▶ Selected excerpt
Many companies often blur the connection between marketing and sales -

Ssome even combine the function and actually create the position Vice President of Sales & Marketing. That would be the same as appointing someone as Vice President of Finance and Operations. Unless the company is exceptionally small, no one person can maximize their effectiveness at either position.

Simply put, both functional areas are completely separate and require separate management.

Sales vs Marketing

Basically speaking the sales function is to bring in business. Marketing's function is to give sales the tools it needs to be able to bring in that business. Marketing's job is to understand the company, the competition, and the market. Additionally the current trend is to put "Vendor Management – Relationships" under the direction of marketing.

Many companies operate under the misconception that the job of marketing is to saturate the opening of the sales funnel. They accomplish this saturation utilizing advertising, brochures, branding techniques, trade shows hoping that they can generate numerous leads for the sales department to follow-up on.

In reality sales resources are limited and cannot afford to chase unqualified leads. Marketing often believes they are performing a demand creation activity. However, that is not always the case and true measurement of success in this arena is generally very limited. This creates the ability for marketing to create "urban legend" with regard to true demand creation performance. Ask any marketing manager and they will quote excellent performance statistics regarding lead generation.

If you take any marketing course in business school, the Five P's of Marketing are ingrained into you from day one. Collectively these 5 P's make up what we as marketers call the Marketing Mix. While there are some variations to the P's, they generally consist of:

  • Product ' the product or service offered to the customer
  • Price - pricing strategies with the goal of meeting a desired profit margin or costing structure
  • Place (Distribution) - distribution of the product/service to your target market
  • Promotion - communication and endorsement of your product/service to a customer
  • People - service marketing and the level of customer service you provide to your customer
Marketing is Also about Customer Retention

Unfortunately, some marketing "professionals" wouldn't know a customer even if the customer were a rattle snake and bit them in the behind. Many marketing managers simply don't have enough contact with customers. They rely on surveys, research and sales person feedback alone.

▶ Recorded information
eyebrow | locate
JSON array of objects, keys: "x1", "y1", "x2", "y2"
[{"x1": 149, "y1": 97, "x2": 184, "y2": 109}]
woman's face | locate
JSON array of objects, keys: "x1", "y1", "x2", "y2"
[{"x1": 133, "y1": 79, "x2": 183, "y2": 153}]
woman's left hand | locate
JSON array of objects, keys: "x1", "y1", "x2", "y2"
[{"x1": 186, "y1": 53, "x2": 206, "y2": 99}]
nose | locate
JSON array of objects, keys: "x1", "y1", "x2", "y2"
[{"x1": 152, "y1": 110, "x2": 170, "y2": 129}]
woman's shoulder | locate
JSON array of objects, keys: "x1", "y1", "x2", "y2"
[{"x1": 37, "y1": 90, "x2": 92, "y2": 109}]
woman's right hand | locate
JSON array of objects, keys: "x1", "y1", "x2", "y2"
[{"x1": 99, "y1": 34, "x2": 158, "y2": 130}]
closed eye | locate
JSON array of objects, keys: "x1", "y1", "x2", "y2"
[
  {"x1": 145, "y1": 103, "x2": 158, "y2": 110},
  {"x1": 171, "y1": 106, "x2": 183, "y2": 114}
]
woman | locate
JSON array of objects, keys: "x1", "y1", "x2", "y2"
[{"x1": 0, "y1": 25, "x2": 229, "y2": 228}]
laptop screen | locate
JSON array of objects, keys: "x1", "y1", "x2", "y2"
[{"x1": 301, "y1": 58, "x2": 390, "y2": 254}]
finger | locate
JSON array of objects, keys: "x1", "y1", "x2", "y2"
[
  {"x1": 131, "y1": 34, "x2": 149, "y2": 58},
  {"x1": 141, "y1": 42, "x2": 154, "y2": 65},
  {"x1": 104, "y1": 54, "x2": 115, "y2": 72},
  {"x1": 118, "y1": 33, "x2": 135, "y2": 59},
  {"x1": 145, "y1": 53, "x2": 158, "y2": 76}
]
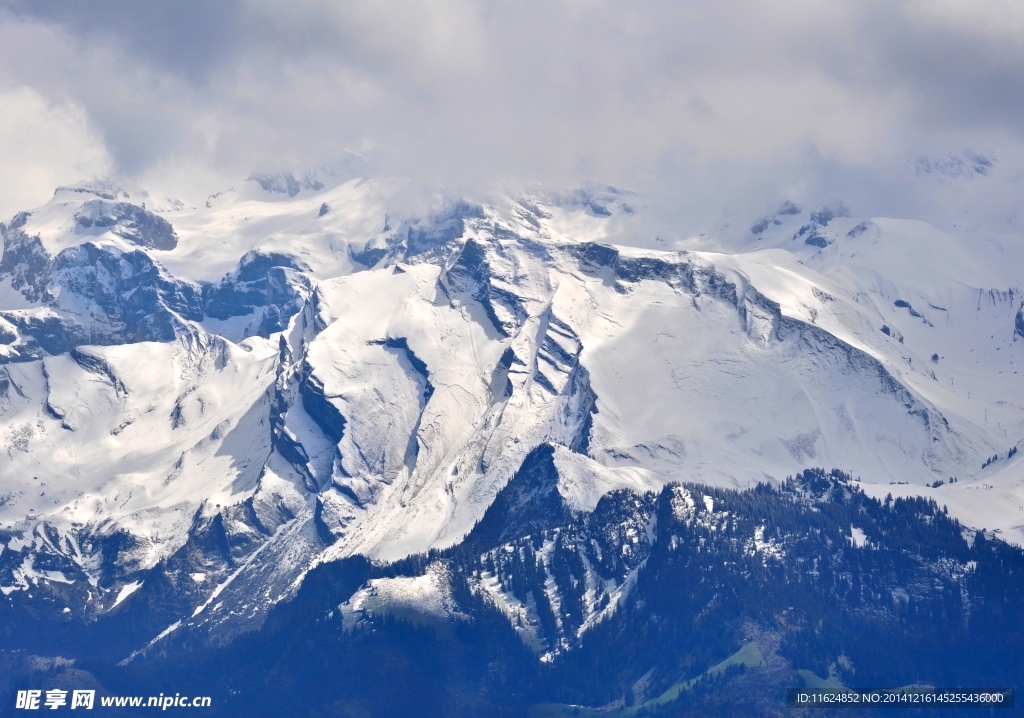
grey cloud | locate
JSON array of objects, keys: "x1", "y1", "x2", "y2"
[{"x1": 0, "y1": 0, "x2": 1024, "y2": 227}]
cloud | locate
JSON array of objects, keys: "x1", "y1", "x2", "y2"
[
  {"x1": 0, "y1": 0, "x2": 1024, "y2": 231},
  {"x1": 0, "y1": 87, "x2": 112, "y2": 221}
]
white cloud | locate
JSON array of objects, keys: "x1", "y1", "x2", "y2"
[
  {"x1": 0, "y1": 87, "x2": 111, "y2": 220},
  {"x1": 0, "y1": 0, "x2": 1024, "y2": 231}
]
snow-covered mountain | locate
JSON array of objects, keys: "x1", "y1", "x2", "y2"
[{"x1": 0, "y1": 173, "x2": 1024, "y2": 649}]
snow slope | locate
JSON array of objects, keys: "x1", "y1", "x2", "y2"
[{"x1": 0, "y1": 175, "x2": 1024, "y2": 651}]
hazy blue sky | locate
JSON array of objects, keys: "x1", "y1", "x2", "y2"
[{"x1": 0, "y1": 0, "x2": 1024, "y2": 230}]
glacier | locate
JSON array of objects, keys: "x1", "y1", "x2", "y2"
[{"x1": 0, "y1": 175, "x2": 1024, "y2": 652}]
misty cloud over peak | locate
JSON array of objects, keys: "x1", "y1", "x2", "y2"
[{"x1": 0, "y1": 0, "x2": 1024, "y2": 235}]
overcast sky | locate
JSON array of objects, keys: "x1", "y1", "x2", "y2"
[{"x1": 0, "y1": 0, "x2": 1024, "y2": 231}]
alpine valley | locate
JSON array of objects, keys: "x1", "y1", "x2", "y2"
[{"x1": 0, "y1": 168, "x2": 1024, "y2": 718}]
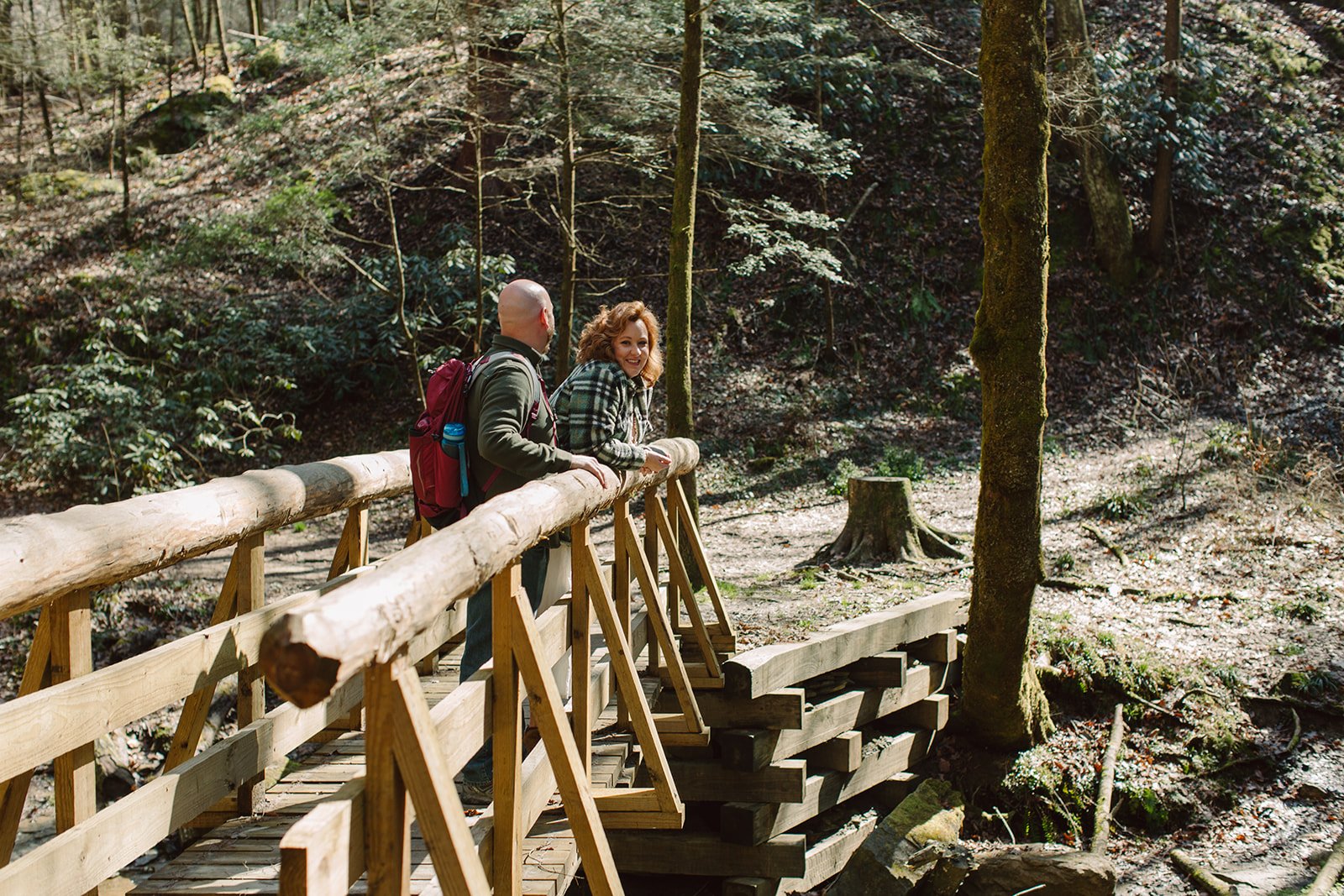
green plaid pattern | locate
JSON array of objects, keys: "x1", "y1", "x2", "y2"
[{"x1": 551, "y1": 361, "x2": 654, "y2": 470}]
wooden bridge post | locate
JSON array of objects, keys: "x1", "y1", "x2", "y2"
[
  {"x1": 491, "y1": 560, "x2": 524, "y2": 896},
  {"x1": 570, "y1": 521, "x2": 596, "y2": 771},
  {"x1": 612, "y1": 498, "x2": 630, "y2": 730},
  {"x1": 237, "y1": 531, "x2": 266, "y2": 815},
  {"x1": 51, "y1": 589, "x2": 98, "y2": 854},
  {"x1": 0, "y1": 605, "x2": 52, "y2": 867},
  {"x1": 643, "y1": 488, "x2": 660, "y2": 676}
]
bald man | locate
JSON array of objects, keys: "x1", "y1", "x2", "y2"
[{"x1": 459, "y1": 280, "x2": 607, "y2": 806}]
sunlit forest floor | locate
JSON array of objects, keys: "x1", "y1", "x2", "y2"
[{"x1": 3, "y1": 417, "x2": 1344, "y2": 894}]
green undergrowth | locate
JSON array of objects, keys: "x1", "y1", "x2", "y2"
[{"x1": 995, "y1": 616, "x2": 1258, "y2": 844}]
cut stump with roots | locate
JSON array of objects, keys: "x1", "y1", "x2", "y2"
[{"x1": 827, "y1": 475, "x2": 966, "y2": 563}]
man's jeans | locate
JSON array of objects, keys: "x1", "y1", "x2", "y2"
[{"x1": 457, "y1": 542, "x2": 549, "y2": 784}]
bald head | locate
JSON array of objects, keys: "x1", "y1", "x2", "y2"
[{"x1": 500, "y1": 280, "x2": 555, "y2": 352}]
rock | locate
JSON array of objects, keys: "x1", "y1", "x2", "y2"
[
  {"x1": 92, "y1": 731, "x2": 136, "y2": 804},
  {"x1": 9, "y1": 168, "x2": 121, "y2": 203},
  {"x1": 130, "y1": 76, "x2": 234, "y2": 155},
  {"x1": 827, "y1": 780, "x2": 969, "y2": 896},
  {"x1": 244, "y1": 40, "x2": 285, "y2": 81},
  {"x1": 957, "y1": 846, "x2": 1116, "y2": 896},
  {"x1": 906, "y1": 841, "x2": 977, "y2": 896}
]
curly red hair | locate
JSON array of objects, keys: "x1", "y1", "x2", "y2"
[{"x1": 580, "y1": 302, "x2": 663, "y2": 387}]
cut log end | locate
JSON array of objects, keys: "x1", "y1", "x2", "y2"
[
  {"x1": 825, "y1": 475, "x2": 966, "y2": 563},
  {"x1": 260, "y1": 627, "x2": 340, "y2": 710}
]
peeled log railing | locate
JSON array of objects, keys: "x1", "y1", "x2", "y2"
[
  {"x1": 252, "y1": 439, "x2": 715, "y2": 894},
  {"x1": 0, "y1": 439, "x2": 731, "y2": 896}
]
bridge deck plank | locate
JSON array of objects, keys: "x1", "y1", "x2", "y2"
[{"x1": 132, "y1": 647, "x2": 657, "y2": 896}]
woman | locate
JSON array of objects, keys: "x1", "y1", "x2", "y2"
[{"x1": 551, "y1": 302, "x2": 669, "y2": 473}]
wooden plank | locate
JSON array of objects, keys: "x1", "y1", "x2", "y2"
[
  {"x1": 607, "y1": 831, "x2": 808, "y2": 878},
  {"x1": 668, "y1": 759, "x2": 808, "y2": 802},
  {"x1": 612, "y1": 498, "x2": 638, "y2": 730},
  {"x1": 714, "y1": 666, "x2": 950, "y2": 771},
  {"x1": 845, "y1": 650, "x2": 907, "y2": 688},
  {"x1": 0, "y1": 666, "x2": 365, "y2": 896},
  {"x1": 668, "y1": 479, "x2": 737, "y2": 649},
  {"x1": 719, "y1": 731, "x2": 934, "y2": 845},
  {"x1": 392, "y1": 655, "x2": 491, "y2": 896},
  {"x1": 645, "y1": 495, "x2": 723, "y2": 679},
  {"x1": 802, "y1": 731, "x2": 863, "y2": 773},
  {"x1": 280, "y1": 799, "x2": 349, "y2": 896},
  {"x1": 361, "y1": 663, "x2": 412, "y2": 896},
  {"x1": 262, "y1": 439, "x2": 699, "y2": 706},
  {"x1": 640, "y1": 488, "x2": 659, "y2": 676},
  {"x1": 0, "y1": 450, "x2": 412, "y2": 618},
  {"x1": 0, "y1": 567, "x2": 370, "y2": 778},
  {"x1": 574, "y1": 542, "x2": 685, "y2": 827},
  {"x1": 51, "y1": 589, "x2": 98, "y2": 854},
  {"x1": 234, "y1": 532, "x2": 266, "y2": 815},
  {"x1": 656, "y1": 688, "x2": 808, "y2": 728},
  {"x1": 723, "y1": 591, "x2": 969, "y2": 697},
  {"x1": 0, "y1": 607, "x2": 51, "y2": 867},
  {"x1": 616, "y1": 517, "x2": 706, "y2": 733},
  {"x1": 570, "y1": 521, "x2": 588, "y2": 768},
  {"x1": 272, "y1": 605, "x2": 650, "y2": 892},
  {"x1": 906, "y1": 629, "x2": 959, "y2": 663},
  {"x1": 164, "y1": 553, "x2": 244, "y2": 771},
  {"x1": 507, "y1": 577, "x2": 622, "y2": 896},
  {"x1": 491, "y1": 563, "x2": 518, "y2": 896},
  {"x1": 780, "y1": 813, "x2": 878, "y2": 893}
]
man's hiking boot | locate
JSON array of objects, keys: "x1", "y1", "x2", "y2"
[{"x1": 457, "y1": 780, "x2": 495, "y2": 806}]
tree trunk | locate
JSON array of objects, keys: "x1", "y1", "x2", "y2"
[
  {"x1": 215, "y1": 0, "x2": 234, "y2": 76},
  {"x1": 181, "y1": 0, "x2": 200, "y2": 71},
  {"x1": 553, "y1": 0, "x2": 578, "y2": 383},
  {"x1": 1147, "y1": 0, "x2": 1180, "y2": 258},
  {"x1": 1055, "y1": 0, "x2": 1136, "y2": 286},
  {"x1": 811, "y1": 0, "x2": 840, "y2": 365},
  {"x1": 667, "y1": 0, "x2": 704, "y2": 589},
  {"x1": 29, "y1": 0, "x2": 56, "y2": 161},
  {"x1": 828, "y1": 475, "x2": 966, "y2": 563},
  {"x1": 117, "y1": 83, "x2": 130, "y2": 244},
  {"x1": 963, "y1": 0, "x2": 1053, "y2": 748}
]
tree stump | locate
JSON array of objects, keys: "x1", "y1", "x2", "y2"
[{"x1": 828, "y1": 475, "x2": 966, "y2": 563}]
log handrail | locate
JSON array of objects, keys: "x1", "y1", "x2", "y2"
[
  {"x1": 0, "y1": 450, "x2": 412, "y2": 619},
  {"x1": 260, "y1": 438, "x2": 701, "y2": 706}
]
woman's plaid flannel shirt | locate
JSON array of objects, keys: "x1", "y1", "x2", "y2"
[{"x1": 551, "y1": 361, "x2": 654, "y2": 470}]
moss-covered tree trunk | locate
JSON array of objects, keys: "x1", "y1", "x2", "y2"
[
  {"x1": 963, "y1": 0, "x2": 1051, "y2": 748},
  {"x1": 1147, "y1": 0, "x2": 1180, "y2": 258},
  {"x1": 551, "y1": 0, "x2": 580, "y2": 383},
  {"x1": 665, "y1": 0, "x2": 704, "y2": 589},
  {"x1": 1055, "y1": 0, "x2": 1134, "y2": 286}
]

▶ Aim
Reproduce the text on marketing and sales word for word, in full. Rely solely on the text when working through the tasks.

▶ Answer
Many companies often blur the connection between marketing and sales -

Ssome even combine the function and actually create the position Vice President of Sales & Marketing. That would be the same as appointing someone as Vice President of Finance and Operations. Unless the company is exceptionally small, no one person can maximize their effectiveness at either position.

Simply put, both functional areas are completely separate and require separate management.

Sales vs Marketing

Basically speaking the sales function is to bring in business. Marketing's function is to give sales the tools it needs to be able to bring in that business. Marketing's job is to understand the company, the competition, and the market. Additionally the current trend is to put "Vendor Management – Relationships" under the direction of marketing.

Many companies operate under the misconception that the job of marketing is to saturate the opening of the sales funnel. They accomplish this saturation utilizing advertising, brochures, branding techniques, trade shows hoping that they can generate numerous leads for the sales department to follow-up on.

In reality sales resources are limited and cannot afford to chase unqualified leads. Marketing often believes they are performing a demand creation activity. However, that is not always the case and true measurement of success in this arena is generally very limited. This creates the ability for marketing to create "urban legend" with regard to true demand creation performance. Ask any marketing manager and they will quote excellent performance statistics regarding lead generation.

If you take any marketing course in business school, the Five P's of Marketing are ingrained into you from day one. Collectively these 5 P's make up what we as marketers call the Marketing Mix. While there are some variations to the P's, they generally consist of:

  • Product ' the product or service offered to the customer
  • Price - pricing strategies with the goal of meeting a desired profit margin or costing structure
  • Place (Distribution) - distribution of the product/service to your target market
  • Promotion - communication and endorsement of your product/service to a customer
  • People - service marketing and the level of customer service you provide to your customer
Marketing is Also about Customer Retention

Unfortunately, some marketing "professionals" wouldn't know a customer even if the customer were a rattle snake and bit them in the behind. Many marketing managers simply don't have enough contact with customers. They rely on surveys, research and sales person feedback alone.